> **Task objective**: Figure out how many lines of the listing include the string "reflection"; the reply is only that number.

START Task inputs

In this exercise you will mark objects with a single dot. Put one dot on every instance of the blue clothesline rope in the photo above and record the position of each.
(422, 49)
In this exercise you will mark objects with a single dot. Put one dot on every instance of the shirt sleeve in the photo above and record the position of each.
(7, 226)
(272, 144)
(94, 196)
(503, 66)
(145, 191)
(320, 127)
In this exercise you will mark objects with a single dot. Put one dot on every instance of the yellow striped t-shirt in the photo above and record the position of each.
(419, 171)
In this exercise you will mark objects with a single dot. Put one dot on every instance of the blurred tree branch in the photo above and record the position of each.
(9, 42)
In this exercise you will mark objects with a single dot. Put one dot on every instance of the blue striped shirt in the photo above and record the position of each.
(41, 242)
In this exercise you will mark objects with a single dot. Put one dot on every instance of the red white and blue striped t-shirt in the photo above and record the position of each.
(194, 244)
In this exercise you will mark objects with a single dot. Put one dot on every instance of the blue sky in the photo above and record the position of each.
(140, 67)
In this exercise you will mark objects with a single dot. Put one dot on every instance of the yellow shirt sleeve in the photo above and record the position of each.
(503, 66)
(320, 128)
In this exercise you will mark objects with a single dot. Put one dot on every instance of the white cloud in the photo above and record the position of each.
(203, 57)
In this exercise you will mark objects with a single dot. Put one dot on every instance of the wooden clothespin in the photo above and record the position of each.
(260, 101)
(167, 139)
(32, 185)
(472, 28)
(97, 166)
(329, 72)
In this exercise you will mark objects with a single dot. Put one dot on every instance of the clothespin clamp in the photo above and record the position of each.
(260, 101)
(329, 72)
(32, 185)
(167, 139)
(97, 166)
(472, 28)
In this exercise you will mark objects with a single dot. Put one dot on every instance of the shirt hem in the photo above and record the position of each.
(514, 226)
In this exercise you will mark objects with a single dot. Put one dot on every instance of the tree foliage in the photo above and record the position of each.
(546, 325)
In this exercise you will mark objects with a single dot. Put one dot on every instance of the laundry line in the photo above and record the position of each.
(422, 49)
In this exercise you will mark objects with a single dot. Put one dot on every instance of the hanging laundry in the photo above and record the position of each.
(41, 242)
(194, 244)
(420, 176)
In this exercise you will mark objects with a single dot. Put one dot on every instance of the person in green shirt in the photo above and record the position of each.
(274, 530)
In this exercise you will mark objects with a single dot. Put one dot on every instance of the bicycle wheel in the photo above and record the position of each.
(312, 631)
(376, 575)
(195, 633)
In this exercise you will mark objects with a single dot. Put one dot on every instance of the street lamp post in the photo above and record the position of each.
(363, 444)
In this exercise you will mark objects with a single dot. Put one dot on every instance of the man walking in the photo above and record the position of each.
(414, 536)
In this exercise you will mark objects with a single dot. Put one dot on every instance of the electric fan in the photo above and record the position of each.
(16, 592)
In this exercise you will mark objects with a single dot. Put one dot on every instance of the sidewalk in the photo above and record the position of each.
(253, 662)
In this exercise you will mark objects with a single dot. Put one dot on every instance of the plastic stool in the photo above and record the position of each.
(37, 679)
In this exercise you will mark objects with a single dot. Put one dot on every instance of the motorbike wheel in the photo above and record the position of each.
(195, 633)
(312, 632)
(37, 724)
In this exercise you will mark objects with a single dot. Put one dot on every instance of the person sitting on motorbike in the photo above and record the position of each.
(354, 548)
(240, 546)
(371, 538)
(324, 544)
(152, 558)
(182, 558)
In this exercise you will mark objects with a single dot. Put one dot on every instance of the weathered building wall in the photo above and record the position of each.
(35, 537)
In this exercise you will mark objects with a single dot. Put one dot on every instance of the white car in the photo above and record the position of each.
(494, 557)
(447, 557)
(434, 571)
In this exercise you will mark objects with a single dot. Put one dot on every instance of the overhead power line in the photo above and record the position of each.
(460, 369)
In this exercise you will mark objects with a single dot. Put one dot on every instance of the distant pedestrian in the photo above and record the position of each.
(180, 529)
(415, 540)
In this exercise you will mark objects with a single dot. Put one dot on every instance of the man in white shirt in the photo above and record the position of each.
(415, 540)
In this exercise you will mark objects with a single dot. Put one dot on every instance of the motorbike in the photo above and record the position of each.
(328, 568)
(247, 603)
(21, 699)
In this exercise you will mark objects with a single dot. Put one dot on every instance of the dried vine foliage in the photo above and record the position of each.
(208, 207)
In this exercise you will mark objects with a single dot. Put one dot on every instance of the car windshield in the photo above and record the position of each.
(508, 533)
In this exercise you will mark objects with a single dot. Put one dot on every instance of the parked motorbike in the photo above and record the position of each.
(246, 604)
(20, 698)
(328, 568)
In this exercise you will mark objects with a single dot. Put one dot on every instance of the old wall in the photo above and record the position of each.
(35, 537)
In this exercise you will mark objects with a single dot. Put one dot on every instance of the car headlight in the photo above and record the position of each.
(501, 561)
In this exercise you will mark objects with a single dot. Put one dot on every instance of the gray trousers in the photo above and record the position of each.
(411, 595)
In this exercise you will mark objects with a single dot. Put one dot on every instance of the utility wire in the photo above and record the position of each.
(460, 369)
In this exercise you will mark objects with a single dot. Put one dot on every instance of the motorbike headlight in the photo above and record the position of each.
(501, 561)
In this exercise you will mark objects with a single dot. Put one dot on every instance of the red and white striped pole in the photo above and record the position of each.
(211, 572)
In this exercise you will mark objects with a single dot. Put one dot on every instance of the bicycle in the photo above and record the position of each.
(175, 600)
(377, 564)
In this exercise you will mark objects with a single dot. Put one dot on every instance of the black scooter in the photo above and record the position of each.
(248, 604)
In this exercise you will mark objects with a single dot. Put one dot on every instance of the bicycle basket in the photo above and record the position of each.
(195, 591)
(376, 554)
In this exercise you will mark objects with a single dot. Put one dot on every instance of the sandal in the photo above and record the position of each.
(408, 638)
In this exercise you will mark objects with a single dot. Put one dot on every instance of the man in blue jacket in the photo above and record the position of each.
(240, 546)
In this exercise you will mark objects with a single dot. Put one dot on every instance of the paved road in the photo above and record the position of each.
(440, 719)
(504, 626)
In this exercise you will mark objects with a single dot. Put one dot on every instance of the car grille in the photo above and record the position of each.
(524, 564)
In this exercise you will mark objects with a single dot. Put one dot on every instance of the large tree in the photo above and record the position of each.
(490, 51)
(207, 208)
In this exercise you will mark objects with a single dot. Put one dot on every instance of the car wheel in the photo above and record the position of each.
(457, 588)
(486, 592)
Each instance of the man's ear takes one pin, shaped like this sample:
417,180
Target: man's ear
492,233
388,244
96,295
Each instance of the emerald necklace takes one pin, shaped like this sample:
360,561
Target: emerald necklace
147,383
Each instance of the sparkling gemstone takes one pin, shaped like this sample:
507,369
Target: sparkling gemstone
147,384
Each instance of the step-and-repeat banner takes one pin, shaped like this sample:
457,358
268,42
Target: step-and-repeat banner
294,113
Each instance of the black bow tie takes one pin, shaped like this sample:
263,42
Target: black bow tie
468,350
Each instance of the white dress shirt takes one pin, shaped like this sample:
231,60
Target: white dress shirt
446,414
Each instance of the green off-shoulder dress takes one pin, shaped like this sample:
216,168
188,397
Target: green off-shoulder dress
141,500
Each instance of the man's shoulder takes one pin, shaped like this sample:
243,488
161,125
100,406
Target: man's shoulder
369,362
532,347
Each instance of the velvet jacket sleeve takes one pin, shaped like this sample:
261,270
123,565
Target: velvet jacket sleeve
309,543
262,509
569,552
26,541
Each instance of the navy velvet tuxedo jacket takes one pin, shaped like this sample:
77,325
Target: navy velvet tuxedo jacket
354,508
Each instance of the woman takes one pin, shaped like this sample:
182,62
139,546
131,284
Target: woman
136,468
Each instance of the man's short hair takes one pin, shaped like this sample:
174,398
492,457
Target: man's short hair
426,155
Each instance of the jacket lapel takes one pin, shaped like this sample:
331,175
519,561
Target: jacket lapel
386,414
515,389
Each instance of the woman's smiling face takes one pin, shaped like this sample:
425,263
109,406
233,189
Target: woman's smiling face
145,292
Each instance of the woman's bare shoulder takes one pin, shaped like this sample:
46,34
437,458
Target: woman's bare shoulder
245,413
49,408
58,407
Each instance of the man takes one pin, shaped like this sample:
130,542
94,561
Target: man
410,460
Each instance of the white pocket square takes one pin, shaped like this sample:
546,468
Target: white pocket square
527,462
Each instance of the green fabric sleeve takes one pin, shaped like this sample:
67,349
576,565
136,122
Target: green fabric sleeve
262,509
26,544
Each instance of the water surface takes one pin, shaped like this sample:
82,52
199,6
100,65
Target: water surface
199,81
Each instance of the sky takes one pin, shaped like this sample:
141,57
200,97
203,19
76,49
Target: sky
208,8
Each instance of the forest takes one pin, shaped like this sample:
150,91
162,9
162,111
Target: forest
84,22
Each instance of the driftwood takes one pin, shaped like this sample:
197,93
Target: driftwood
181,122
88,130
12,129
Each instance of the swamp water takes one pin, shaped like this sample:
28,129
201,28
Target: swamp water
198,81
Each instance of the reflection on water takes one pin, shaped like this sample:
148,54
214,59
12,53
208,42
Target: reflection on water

END Task inputs

> **Your solution**: 2